» **Instructions to follow**:
Below is a listing; repeat exactly the lines from the one containing "the truck wheel" to the one containing "of the police", both included.

» **Data for this task**:
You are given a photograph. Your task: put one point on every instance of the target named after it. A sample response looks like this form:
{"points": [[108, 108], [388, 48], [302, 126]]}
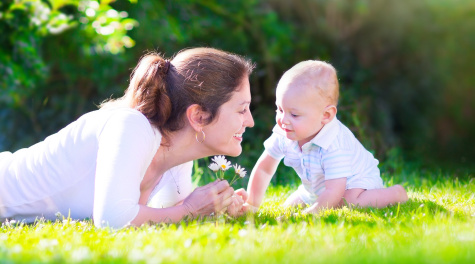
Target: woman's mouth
{"points": [[238, 136]]}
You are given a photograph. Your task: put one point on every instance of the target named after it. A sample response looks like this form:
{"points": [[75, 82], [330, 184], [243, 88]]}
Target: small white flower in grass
{"points": [[239, 170], [214, 167], [222, 162]]}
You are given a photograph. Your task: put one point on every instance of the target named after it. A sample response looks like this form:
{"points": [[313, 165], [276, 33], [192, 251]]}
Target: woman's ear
{"points": [[328, 114], [196, 116]]}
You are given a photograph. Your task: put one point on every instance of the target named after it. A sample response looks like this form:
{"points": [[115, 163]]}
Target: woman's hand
{"points": [[235, 208], [209, 199], [239, 206]]}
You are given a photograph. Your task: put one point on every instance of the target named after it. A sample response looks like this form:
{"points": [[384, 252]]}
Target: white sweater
{"points": [[91, 168]]}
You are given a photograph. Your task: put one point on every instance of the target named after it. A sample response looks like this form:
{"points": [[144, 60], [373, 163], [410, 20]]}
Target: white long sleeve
{"points": [[91, 168]]}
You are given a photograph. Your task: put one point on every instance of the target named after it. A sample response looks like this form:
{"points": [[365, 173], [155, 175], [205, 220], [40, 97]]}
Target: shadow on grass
{"points": [[414, 209]]}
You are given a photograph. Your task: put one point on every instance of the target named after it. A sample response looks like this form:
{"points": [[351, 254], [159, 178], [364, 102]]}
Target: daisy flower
{"points": [[240, 171], [214, 167], [222, 162]]}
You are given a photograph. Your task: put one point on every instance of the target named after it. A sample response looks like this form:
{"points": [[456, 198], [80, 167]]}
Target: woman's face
{"points": [[224, 134]]}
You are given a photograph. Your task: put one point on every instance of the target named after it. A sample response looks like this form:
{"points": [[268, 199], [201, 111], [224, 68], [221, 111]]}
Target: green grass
{"points": [[437, 225]]}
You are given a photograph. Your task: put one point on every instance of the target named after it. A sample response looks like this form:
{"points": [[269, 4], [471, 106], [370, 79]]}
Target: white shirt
{"points": [[91, 168], [333, 153]]}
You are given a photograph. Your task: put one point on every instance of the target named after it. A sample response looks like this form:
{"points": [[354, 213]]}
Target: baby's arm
{"points": [[331, 197], [260, 177]]}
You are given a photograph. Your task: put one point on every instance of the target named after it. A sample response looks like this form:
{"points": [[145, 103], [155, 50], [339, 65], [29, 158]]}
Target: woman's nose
{"points": [[249, 120]]}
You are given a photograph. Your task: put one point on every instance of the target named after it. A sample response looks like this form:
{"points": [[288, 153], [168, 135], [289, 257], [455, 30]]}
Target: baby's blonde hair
{"points": [[321, 74]]}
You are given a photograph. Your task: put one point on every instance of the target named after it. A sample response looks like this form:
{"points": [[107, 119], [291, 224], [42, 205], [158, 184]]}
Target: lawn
{"points": [[437, 225]]}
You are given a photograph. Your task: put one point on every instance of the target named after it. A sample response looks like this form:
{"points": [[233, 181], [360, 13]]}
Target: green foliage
{"points": [[41, 40], [435, 225]]}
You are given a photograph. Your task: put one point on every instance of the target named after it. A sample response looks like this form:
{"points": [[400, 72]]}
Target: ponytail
{"points": [[163, 91], [147, 91]]}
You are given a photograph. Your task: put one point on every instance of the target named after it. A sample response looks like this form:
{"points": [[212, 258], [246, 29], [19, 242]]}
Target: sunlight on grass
{"points": [[437, 225]]}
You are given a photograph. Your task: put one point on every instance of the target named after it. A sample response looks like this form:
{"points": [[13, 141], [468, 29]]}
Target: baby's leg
{"points": [[294, 200], [376, 197]]}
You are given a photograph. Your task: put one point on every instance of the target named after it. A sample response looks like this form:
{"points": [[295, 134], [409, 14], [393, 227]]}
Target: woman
{"points": [[117, 163]]}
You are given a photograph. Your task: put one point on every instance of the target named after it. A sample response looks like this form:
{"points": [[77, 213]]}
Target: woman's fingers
{"points": [[242, 193]]}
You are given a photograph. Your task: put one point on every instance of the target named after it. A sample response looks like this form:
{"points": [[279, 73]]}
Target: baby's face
{"points": [[300, 110]]}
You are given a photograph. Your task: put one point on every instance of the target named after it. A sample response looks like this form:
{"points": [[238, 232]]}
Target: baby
{"points": [[334, 167]]}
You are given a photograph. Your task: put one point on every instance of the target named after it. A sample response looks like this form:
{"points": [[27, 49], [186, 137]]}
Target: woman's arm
{"points": [[211, 198]]}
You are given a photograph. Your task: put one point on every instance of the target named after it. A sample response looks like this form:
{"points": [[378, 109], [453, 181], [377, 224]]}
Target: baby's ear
{"points": [[196, 116], [328, 114]]}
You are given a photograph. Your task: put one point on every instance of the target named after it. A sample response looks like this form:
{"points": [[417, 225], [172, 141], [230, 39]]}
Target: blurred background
{"points": [[406, 68]]}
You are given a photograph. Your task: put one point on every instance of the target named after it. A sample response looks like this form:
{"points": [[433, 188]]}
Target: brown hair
{"points": [[163, 91]]}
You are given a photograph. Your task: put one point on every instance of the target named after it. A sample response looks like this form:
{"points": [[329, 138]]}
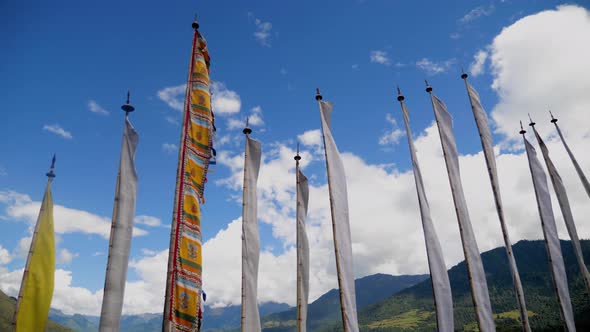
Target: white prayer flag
{"points": [[250, 239], [564, 205], [302, 252], [487, 144], [441, 287], [551, 237], [121, 232], [340, 222], [478, 283]]}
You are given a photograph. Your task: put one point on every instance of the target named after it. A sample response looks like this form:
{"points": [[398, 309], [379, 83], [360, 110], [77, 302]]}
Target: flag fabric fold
{"points": [[487, 144], [36, 291], [478, 283], [340, 222], [441, 287], [581, 174], [302, 251], [183, 304], [551, 238], [250, 239], [564, 205], [121, 232]]}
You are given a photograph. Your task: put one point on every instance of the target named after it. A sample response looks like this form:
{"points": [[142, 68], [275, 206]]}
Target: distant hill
{"points": [[326, 308], [7, 305], [413, 308]]}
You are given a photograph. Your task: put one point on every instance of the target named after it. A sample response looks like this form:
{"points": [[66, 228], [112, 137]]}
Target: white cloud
{"points": [[392, 136], [477, 12], [169, 147], [94, 107], [479, 59], [380, 57], [5, 256], [66, 220], [58, 130], [225, 101], [263, 32], [64, 256], [432, 67], [173, 96], [148, 220]]}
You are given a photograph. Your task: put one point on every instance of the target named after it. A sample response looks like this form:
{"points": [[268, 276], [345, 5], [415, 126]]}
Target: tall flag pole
{"points": [[36, 290], [250, 321], [121, 229], [340, 220], [564, 205], [550, 233], [441, 288], [477, 279], [302, 246], [487, 144], [183, 304], [581, 174]]}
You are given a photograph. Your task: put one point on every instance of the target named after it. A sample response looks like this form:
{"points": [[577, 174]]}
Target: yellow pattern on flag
{"points": [[37, 288]]}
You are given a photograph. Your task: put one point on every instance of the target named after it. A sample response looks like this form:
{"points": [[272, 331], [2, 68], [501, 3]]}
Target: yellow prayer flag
{"points": [[37, 287]]}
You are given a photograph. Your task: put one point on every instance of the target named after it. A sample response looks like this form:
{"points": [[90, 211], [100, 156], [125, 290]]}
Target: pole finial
{"points": [[522, 131], [428, 87], [463, 73], [553, 120], [195, 24], [51, 174], [531, 123], [247, 130], [400, 96], [318, 96], [297, 156], [127, 107]]}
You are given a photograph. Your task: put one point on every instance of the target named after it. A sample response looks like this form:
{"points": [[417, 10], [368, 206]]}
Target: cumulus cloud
{"points": [[66, 220], [433, 67], [94, 107], [380, 57], [58, 130], [392, 136], [477, 66]]}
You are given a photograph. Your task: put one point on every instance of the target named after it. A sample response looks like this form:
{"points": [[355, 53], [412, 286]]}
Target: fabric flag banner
{"points": [[121, 232], [250, 239], [478, 283], [302, 251], [564, 205], [581, 174], [183, 306], [551, 237], [487, 144], [340, 222], [37, 286], [441, 287]]}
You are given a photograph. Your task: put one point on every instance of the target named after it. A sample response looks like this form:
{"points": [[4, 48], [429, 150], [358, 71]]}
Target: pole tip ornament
{"points": [[297, 156], [127, 107], [531, 123], [553, 120], [318, 96], [463, 74], [522, 131], [428, 87], [195, 24], [51, 174], [247, 130], [400, 96]]}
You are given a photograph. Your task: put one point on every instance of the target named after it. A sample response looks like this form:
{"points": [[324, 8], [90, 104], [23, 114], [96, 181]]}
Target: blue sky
{"points": [[69, 65]]}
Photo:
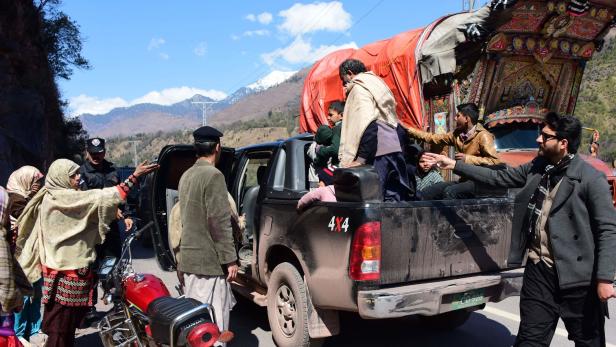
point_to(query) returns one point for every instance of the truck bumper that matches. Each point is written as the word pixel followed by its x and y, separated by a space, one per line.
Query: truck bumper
pixel 433 298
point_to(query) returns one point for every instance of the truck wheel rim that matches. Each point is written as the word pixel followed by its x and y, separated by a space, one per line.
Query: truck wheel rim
pixel 286 312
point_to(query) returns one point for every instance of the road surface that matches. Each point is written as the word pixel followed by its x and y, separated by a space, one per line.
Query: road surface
pixel 495 326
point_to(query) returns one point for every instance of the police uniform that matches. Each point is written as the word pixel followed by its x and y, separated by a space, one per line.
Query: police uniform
pixel 206 248
pixel 101 177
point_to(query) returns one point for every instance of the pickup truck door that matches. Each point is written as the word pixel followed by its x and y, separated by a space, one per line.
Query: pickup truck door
pixel 174 160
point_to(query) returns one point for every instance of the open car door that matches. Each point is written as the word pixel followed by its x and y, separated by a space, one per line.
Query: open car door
pixel 174 160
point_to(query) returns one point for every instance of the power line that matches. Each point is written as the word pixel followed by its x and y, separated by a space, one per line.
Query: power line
pixel 203 110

» **Your response**:
point_to(query) returns one point for every instance of the truck wheel rim that matches. Each point is written as the word pixel followed by its x and y, separated by a space, one per line.
Query: truck wheel rim
pixel 286 312
point_to(query) returns one point for every instance of the road surface that matches. Each point is written as the word pixel followed by its x and y, separated by a space, one per line.
Query: road surface
pixel 495 326
point_to(query) returns one point for every instance of the police uniform that matches. Each point is written as the word pixel followed by its x and y, separated by a space, one per line.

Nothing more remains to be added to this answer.